Source material:
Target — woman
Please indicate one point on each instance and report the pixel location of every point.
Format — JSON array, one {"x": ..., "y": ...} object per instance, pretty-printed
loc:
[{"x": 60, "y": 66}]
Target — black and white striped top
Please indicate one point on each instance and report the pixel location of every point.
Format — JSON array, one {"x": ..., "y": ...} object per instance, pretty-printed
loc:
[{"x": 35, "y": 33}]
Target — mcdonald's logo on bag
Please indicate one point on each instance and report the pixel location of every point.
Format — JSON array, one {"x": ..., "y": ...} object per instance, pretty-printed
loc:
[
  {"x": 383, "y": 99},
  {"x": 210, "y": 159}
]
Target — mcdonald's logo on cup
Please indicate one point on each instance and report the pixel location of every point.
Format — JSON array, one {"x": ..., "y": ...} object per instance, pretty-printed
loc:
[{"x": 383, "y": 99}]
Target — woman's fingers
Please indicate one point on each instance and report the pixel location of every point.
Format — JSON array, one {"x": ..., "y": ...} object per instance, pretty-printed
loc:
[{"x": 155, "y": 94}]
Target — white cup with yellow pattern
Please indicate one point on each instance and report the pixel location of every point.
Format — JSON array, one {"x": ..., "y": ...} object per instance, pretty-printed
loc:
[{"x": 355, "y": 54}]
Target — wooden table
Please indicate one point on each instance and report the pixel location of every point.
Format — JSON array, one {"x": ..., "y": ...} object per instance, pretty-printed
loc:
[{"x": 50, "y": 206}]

Instructions for the task: Print the entries above without any change, beginning at the line that contains "Target — woman's fingers" and continuing through the end of the entries.

Expected answer:
Target — woman's fingers
Please indicate one point on each instance and report the pixel location of every point.
Format — JSON array, one {"x": ..., "y": ...} object per instance, pretty-printed
loc:
[{"x": 155, "y": 94}]
Target — white cup with yellow pattern
Please indicate one point on each instance and report the pixel location of every point.
Format — JSON array, one {"x": ..., "y": ...} object per instance, pretty-printed
loc:
[{"x": 355, "y": 54}]
Target — wooden table
Please indicate one point on each instance and report the pixel location of every point.
Format — JSON array, one {"x": ..., "y": ...} object per instance, pretty-printed
loc:
[{"x": 50, "y": 206}]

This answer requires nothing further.